* _Exercise goal_
An exact printout of all the entries is required.

* _Exercise materials_
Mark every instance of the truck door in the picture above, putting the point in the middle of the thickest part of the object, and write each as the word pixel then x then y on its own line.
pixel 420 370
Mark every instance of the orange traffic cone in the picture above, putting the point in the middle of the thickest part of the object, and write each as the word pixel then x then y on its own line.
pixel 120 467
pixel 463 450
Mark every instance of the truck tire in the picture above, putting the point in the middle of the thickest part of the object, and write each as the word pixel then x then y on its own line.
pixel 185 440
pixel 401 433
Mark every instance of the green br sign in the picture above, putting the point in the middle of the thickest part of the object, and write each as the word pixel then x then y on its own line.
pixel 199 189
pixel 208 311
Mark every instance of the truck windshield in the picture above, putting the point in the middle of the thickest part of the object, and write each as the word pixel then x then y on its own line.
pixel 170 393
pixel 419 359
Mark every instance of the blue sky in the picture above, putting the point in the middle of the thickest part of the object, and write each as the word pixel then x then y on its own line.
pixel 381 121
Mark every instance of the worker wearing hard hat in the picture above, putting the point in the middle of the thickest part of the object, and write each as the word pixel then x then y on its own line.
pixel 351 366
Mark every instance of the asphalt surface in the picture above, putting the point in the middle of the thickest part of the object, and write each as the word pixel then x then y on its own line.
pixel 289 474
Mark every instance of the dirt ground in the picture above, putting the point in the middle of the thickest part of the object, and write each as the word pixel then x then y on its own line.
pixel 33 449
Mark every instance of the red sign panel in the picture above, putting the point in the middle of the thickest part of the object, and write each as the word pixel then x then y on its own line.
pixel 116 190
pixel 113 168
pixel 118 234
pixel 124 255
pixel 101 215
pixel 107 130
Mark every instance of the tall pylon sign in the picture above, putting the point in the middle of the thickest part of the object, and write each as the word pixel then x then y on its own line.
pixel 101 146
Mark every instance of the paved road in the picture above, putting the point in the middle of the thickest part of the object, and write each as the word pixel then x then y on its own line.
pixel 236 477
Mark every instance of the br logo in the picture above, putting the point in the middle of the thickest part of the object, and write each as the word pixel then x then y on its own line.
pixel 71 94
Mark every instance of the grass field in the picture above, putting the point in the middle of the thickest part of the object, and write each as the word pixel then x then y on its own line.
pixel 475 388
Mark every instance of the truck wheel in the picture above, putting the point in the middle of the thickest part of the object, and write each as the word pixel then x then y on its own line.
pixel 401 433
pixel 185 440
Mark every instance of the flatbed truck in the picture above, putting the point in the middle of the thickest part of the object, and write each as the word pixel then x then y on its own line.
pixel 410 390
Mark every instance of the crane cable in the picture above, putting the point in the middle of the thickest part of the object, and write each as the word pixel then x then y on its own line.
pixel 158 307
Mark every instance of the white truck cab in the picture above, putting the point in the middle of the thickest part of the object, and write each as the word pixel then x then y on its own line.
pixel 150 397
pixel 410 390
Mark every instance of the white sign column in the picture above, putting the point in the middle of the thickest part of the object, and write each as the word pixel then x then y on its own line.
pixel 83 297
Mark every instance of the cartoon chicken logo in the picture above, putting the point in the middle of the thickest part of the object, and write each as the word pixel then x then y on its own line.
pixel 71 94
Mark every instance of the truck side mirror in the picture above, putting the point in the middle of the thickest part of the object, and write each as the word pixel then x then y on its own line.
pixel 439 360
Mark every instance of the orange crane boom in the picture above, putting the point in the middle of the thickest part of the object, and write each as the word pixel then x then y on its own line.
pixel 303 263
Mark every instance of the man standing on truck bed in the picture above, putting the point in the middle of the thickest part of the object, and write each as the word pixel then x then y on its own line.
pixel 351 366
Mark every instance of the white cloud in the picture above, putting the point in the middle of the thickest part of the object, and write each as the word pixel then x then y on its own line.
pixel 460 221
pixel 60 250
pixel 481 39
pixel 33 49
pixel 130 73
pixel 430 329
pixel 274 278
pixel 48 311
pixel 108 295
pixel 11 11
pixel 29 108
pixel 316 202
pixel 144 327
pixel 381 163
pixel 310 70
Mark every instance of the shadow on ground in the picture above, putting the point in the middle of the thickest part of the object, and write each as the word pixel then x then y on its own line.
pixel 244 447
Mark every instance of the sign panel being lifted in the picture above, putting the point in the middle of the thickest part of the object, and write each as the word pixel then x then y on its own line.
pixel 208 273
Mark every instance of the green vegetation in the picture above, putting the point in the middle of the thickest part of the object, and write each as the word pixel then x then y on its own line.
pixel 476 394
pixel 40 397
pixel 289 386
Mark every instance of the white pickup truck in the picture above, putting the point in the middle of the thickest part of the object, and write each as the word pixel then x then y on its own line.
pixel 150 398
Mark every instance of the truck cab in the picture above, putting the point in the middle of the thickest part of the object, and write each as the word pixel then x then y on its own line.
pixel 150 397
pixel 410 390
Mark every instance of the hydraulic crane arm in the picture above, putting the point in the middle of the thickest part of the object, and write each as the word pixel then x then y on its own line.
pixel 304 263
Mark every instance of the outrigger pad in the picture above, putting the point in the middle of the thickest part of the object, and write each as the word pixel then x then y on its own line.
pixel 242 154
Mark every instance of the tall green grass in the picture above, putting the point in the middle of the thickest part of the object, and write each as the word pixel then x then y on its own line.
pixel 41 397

* _Exercise solution_
Mark every instance of the truck door in the picture above, putting the point in the middle of the thickest part of the object, and write each as the word pixel then x then y on its own line.
pixel 420 370
Mark every instance of the orange traffic cone in the picture above, putting the point in the middle of the thickest part of the object, and write each as the word pixel then x then y on its own line.
pixel 120 467
pixel 463 450
Mark every instance of the truck tire in the picture above, putting the point in the middle of the thickest part of the object, and write each as the word pixel then x then y on its own line.
pixel 185 440
pixel 401 433
Mark every instance of the green br sign in the picture above, putting the point in the middle of the thickest part of the object, and write each as the word pixel then x then y on its own line.
pixel 199 189
pixel 208 311
Mark every instance of the truck windshield in the picture above, putting the point in the middle of the thickest part of the object, and write each as the word pixel then x then y on its own line.
pixel 170 393
pixel 419 359
Mark every instance of the blue sky in the picture above, putting the point in the middle of the thickest part of the object, and write each as the word pixel then x then y on its own line.
pixel 381 121
Mark every instance of the worker wearing hard hat in the picture above, putting the point in the middle of the thickest part of the object, and write each as the word pixel then x then y on its own line.
pixel 351 366
Mark every instance of the asphalt surface in the picture above, putting the point in the middle of the thickest part of the object, and write each as the word pixel then x then y on its own line.
pixel 289 474
Mark every instance of the dirt ground in the picture above, putting the point in the middle of the thickest part of the object, and write each as the word pixel then x then y on its own line.
pixel 33 449
Mark every instance of the red sign panel in the picture above, putting the point in the middle of the thickest part of the object, and write each as the word pixel then x then y on its own line.
pixel 116 190
pixel 113 168
pixel 118 234
pixel 124 255
pixel 101 215
pixel 107 130
Mark every instance of the tall pylon sign in the picture above, putting the point in the middle of the thickest part of the object, and write each as the word pixel then x then y on its own line.
pixel 101 146
Mark every instance of the paved road in the picture above, putting the point in the middle of the thickest part of the object, and write each as the word pixel then x then y on its own line.
pixel 236 477
Mark every instance of the br logo in the picture above, putting the point in the middle of the thickest part of the object, and write each as the word pixel then x then y on its own line.
pixel 71 94
Mark every instance of the grass field in the picture above, putting the point in the middle of the thickest part of the object, and write each as the word pixel then x then y on its own line.
pixel 475 388
Mark every instance of the truck wheel in the picture above, putting the point in the middle of the thickest part of the object, and write each as the word pixel then x then y on its own line.
pixel 401 433
pixel 185 440
Mark every instance of the flatbed truck in the picture above, putting the point in the middle of the thickest part of the object, and write each as the word pixel then x then y on its own line.
pixel 410 390
Mark every instance of the crane cable in the picture above, putting the point in the middle of the thickest part of the object, and write each as the word pixel then x then y on its own line.
pixel 158 307
Mark every instance of the white truck cab in the picture above, putting the point in the middle of the thickest part of the object, and write each as the word pixel then x then y on its own line.
pixel 150 397
pixel 410 390
Mark every instance of the white sign column in the picture above, putting the point in the middle of the thickest part of the object, and write each as the word pixel then x then y on its own line.
pixel 83 297
Mark every instance of the cartoon chicken logo in the picture above, putting the point in the middle of the thickest part of the object, and write each as the word pixel then x then y on its own line.
pixel 71 94
Mark every instance of the truck side mirror in the picture above, putting the point in the middle of the thickest part of the object, and write each as the word pixel then x then y on its own line.
pixel 439 360
Mark every instance of the orange crane boom in the picture above, putting the point in the middle of the thickest part of the object, and write each as the word pixel then x then y on its own line.
pixel 303 263
Mark every instance of the man standing on truck bed in the picture above, putting the point in the middle of the thickest part of the object, and write each as the word pixel then x then y on its own line.
pixel 351 366
Mark every instance of the white cloud in the picture above, putting the point in the middle of the thickest part of the object, and write each as the word pixel then x then y on its own line.
pixel 460 221
pixel 60 250
pixel 481 39
pixel 33 49
pixel 130 73
pixel 430 329
pixel 274 278
pixel 48 311
pixel 108 295
pixel 11 11
pixel 29 108
pixel 316 202
pixel 144 327
pixel 381 163
pixel 310 70
Mark every instance of the shadow on ground in the picture above, putting the point in the middle of the thickest part of the object, and write each as the word pixel then x then y on its own line.
pixel 244 447
Mark every instance of the sign panel being lifted in the picture above, putting the point in the middle of the thickest part of the object, and write each as the word pixel then x then y on its own line.
pixel 208 273
Mark every instance of the green vegetation in the picture above, putting the point in the middle of the thickest part of the object, and write each as the word pixel then x then y on its own line.
pixel 476 394
pixel 40 397
pixel 289 386
Mark every instance of the white pickup truck in the picture above, putting the point in the middle of the thickest part of the object, and write each as the word pixel then x then y on its own line.
pixel 150 398
Mark every instance of the truck cab in the picture above, putting the point in the middle of the thickest part of the object, and write each as the word pixel then x then y on its own line.
pixel 150 397
pixel 410 390
Mark every instance of the hydraulic crane arm in the picture above, putting the point in the middle of the thickest part of the object, and write each as the word pixel then x then y on its own line.
pixel 304 263
Mark every instance of the outrigger pad in the picture above, putting the point in the middle of the thickest part of the object, and write each as the word pixel then x then y on its own line.
pixel 242 154
Mark every instance of the tall green grass in the picture above, putting the point in the middle of the thickest part of the object, and write each as the word pixel then x then y on its own line.
pixel 41 397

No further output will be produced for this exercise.